* OBJECTIVE *
Please extract every line in the records that contains the word "window", and copy each of those lines whole.

Raw records

— begin —

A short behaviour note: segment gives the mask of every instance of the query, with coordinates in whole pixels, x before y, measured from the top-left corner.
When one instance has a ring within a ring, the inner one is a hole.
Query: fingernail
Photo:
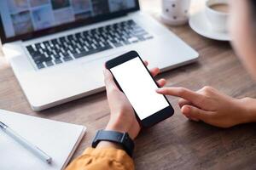
[[[190,111],[190,109],[189,109],[189,107],[188,107],[188,106],[183,106],[183,107],[182,108],[182,112],[183,112],[183,115],[186,116],[189,116],[189,111]]]
[[[192,121],[195,121],[195,122],[199,122],[199,120],[198,120],[198,119],[196,119],[196,118],[194,118],[194,117],[189,117],[189,119],[190,119],[190,120],[192,120]]]
[[[103,70],[103,74],[106,76],[107,75],[107,69]]]
[[[161,92],[161,91],[162,91],[162,88],[156,88],[155,91],[156,91],[156,92]]]

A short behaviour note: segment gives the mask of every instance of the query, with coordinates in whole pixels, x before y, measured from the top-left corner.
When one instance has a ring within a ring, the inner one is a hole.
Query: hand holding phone
[[[137,53],[132,51],[106,63],[117,87],[131,104],[138,122],[150,127],[173,115],[173,109],[158,88]]]

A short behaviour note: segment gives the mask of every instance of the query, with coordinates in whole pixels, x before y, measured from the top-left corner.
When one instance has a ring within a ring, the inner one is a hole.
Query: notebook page
[[[0,130],[0,169],[61,169],[85,128],[0,110],[0,121],[53,159],[47,164]]]

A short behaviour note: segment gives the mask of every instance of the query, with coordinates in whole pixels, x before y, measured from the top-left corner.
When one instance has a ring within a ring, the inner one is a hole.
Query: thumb
[[[110,73],[110,71],[108,71],[107,69],[105,69],[103,71],[103,73],[104,73],[104,77],[105,77],[104,82],[105,82],[105,86],[106,86],[107,91],[117,88],[117,86],[113,81],[113,76]]]
[[[183,105],[181,109],[182,113],[195,121],[203,121],[208,122],[211,119],[212,111],[206,111],[192,105]]]

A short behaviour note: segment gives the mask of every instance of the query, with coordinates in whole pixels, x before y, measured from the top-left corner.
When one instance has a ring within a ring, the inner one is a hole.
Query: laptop
[[[42,110],[104,90],[104,63],[136,50],[162,71],[198,53],[138,0],[1,0],[0,36],[24,94]]]

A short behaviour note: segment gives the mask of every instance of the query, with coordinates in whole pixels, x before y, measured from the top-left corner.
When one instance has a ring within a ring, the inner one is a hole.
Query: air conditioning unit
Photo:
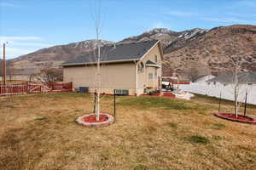
[[[114,89],[114,94],[116,95],[129,95],[129,90]]]

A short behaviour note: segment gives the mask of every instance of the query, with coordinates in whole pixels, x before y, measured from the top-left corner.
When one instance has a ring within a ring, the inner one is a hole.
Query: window
[[[138,65],[137,71],[138,71],[139,73],[144,71],[144,64],[143,64],[143,63],[140,63],[140,64]]]
[[[152,73],[148,74],[148,79],[153,79],[153,74]]]

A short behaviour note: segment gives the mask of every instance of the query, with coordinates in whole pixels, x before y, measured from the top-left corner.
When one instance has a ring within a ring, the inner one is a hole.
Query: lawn
[[[91,112],[91,99],[0,98],[0,169],[255,169],[256,126],[215,117],[214,99],[118,97],[116,122],[90,128],[75,119]],[[103,97],[104,112],[113,114],[113,101]],[[222,111],[233,110],[224,104]]]

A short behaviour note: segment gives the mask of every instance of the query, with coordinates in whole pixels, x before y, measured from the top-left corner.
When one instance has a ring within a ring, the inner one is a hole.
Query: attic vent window
[[[144,64],[143,63],[140,63],[138,67],[137,67],[137,71],[138,73],[142,73],[144,71]]]

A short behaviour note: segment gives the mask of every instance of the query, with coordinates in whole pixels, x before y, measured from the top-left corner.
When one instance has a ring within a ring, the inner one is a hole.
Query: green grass
[[[138,164],[134,167],[134,170],[147,170],[148,167],[143,164]]]
[[[212,125],[212,129],[216,129],[216,130],[220,130],[225,128],[225,125],[221,124],[221,123],[213,123]]]
[[[195,143],[195,144],[208,144],[210,143],[210,140],[203,136],[190,136],[188,138],[188,140],[190,143]]]
[[[44,121],[47,120],[46,117],[38,117],[38,118],[35,118],[35,121]]]
[[[113,113],[113,96],[101,102]],[[75,120],[91,113],[91,95],[0,98],[0,169],[254,169],[254,126],[214,116],[218,105],[117,96],[116,122],[89,128]]]

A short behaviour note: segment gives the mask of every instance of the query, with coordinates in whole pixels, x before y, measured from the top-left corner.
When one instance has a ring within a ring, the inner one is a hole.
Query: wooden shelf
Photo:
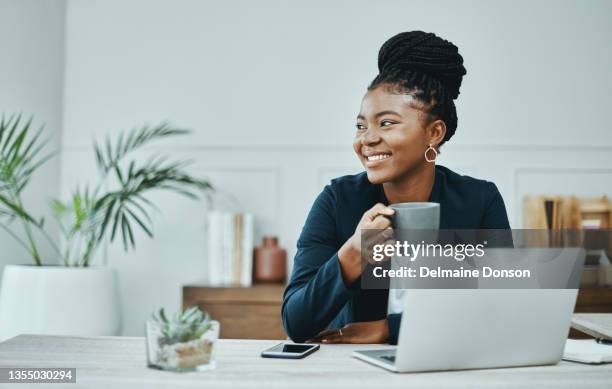
[[[286,339],[281,322],[284,285],[250,288],[183,287],[183,307],[199,306],[219,320],[225,339]]]

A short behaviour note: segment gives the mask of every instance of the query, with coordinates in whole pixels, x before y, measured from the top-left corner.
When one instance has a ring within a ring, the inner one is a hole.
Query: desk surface
[[[264,359],[278,341],[222,339],[217,369],[173,373],[145,367],[144,338],[20,335],[0,343],[1,367],[75,367],[77,384],[52,388],[333,388],[601,387],[612,385],[612,365],[556,366],[395,374],[351,358],[380,345],[322,345],[302,360]],[[389,346],[387,346],[389,347]],[[255,386],[254,386],[255,385]],[[2,386],[0,384],[0,386]],[[13,385],[11,385],[12,387]],[[43,384],[20,384],[43,388]]]

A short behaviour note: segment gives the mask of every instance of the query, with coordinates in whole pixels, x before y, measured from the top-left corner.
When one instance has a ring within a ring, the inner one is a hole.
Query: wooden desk
[[[76,368],[76,384],[49,386],[54,389],[610,388],[612,383],[612,365],[563,361],[555,366],[395,374],[351,358],[353,350],[372,345],[322,345],[321,350],[301,360],[259,357],[261,350],[277,342],[222,339],[217,345],[216,370],[173,373],[145,367],[144,338],[21,335],[0,343],[0,366]],[[45,385],[14,387],[38,389]]]

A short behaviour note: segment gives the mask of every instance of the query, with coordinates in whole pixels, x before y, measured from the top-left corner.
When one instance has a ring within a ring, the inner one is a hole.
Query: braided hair
[[[454,100],[466,74],[457,46],[433,33],[402,32],[380,48],[378,72],[368,90],[384,86],[421,102],[429,122],[441,119],[446,124],[446,135],[440,145],[455,134]]]

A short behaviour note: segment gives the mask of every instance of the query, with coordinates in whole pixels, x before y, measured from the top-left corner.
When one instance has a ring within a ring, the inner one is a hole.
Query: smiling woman
[[[441,229],[508,229],[492,182],[436,165],[457,128],[454,99],[466,70],[457,46],[423,31],[383,44],[363,97],[353,148],[365,172],[332,180],[308,215],[285,290],[285,330],[298,342],[395,343],[401,314],[388,290],[362,289],[361,230],[391,236],[389,204],[437,202]]]

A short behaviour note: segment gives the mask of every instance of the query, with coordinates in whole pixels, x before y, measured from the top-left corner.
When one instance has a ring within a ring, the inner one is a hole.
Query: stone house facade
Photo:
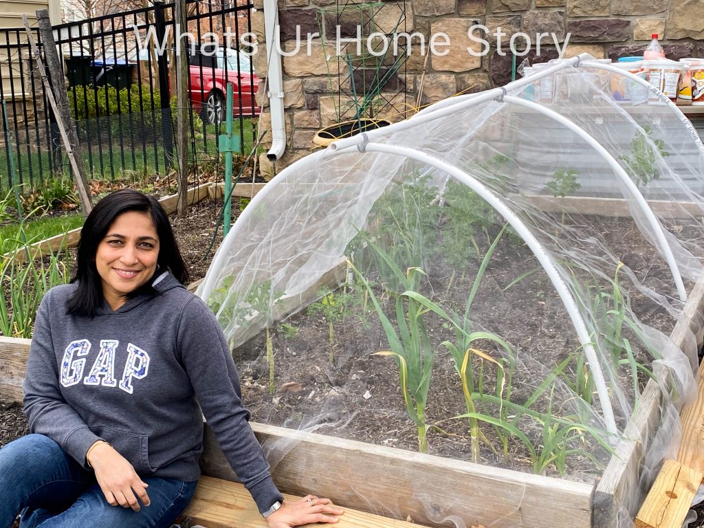
[[[281,49],[294,49],[296,26],[301,35],[319,32],[319,12],[331,11],[331,6],[343,4],[336,4],[335,0],[279,0]],[[253,14],[252,30],[260,46],[254,56],[254,66],[263,79],[267,64],[263,51],[262,0],[254,0],[254,5],[257,9]],[[351,4],[345,5],[346,9],[353,9]],[[566,57],[583,52],[612,59],[642,54],[653,33],[660,35],[670,58],[704,57],[704,2],[701,0],[407,0],[373,5],[377,6],[375,26],[382,32],[388,32],[384,24],[393,25],[394,20],[402,20],[403,25],[396,25],[398,31],[403,28],[408,33],[422,34],[426,42],[434,34],[444,33],[451,43],[444,48],[449,52],[442,56],[431,55],[427,48],[427,57],[420,54],[417,43],[410,46],[413,54],[403,68],[403,86],[401,89],[396,87],[391,94],[403,100],[400,105],[392,106],[394,111],[384,115],[382,111],[376,116],[392,121],[408,117],[409,111],[415,111],[414,108],[455,94],[506,84],[512,73],[512,56],[507,44],[520,32],[533,42],[529,49],[524,37],[517,35],[514,39],[516,51],[522,55],[516,58],[519,64],[525,58],[531,63],[547,61],[558,57],[558,50],[563,50]],[[486,49],[486,45],[468,37],[470,28],[477,24],[485,26],[486,31],[473,34],[483,38],[491,46],[480,57],[467,50],[481,52]],[[498,42],[497,27],[503,32],[501,42]],[[535,49],[536,33],[550,34],[542,40],[539,56]],[[503,44],[501,50],[497,44]],[[346,87],[341,83],[348,83],[349,78],[343,80],[343,75],[336,79],[331,75],[334,68],[331,68],[331,61],[326,61],[326,56],[331,55],[329,43],[326,47],[318,37],[310,40],[310,54],[301,52],[282,57],[287,150],[275,164],[265,154],[260,156],[260,170],[265,177],[319,148],[312,142],[314,135],[320,128],[337,122],[342,113],[340,105],[344,102],[335,88],[339,87],[340,93],[344,92]],[[263,81],[260,92],[263,88]],[[264,105],[260,118],[263,127],[270,129],[266,102],[261,102]],[[352,101],[347,106],[353,104]],[[398,111],[399,108],[403,111]],[[268,140],[270,144],[270,134],[268,136],[263,143],[265,147]]]

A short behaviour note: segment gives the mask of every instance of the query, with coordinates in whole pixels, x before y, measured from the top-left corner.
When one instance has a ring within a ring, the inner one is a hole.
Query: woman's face
[[[103,296],[113,310],[125,303],[125,294],[151,278],[158,256],[159,237],[151,217],[129,211],[115,219],[95,253]]]

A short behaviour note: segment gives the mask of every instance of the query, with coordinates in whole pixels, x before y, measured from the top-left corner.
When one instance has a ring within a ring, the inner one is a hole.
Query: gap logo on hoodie
[[[101,339],[100,349],[93,365],[88,375],[83,377],[92,348],[91,342],[88,339],[72,341],[63,352],[61,384],[68,387],[82,380],[84,385],[119,386],[122,390],[132,394],[134,390],[132,380],[146,377],[149,370],[149,355],[139,346],[127,343],[127,360],[118,384],[115,377],[115,353],[119,344],[116,339]]]

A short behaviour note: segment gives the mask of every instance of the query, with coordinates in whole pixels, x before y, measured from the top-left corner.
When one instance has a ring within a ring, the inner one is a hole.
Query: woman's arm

— end —

* SOLUTION *
Query: window
Query: attic vent window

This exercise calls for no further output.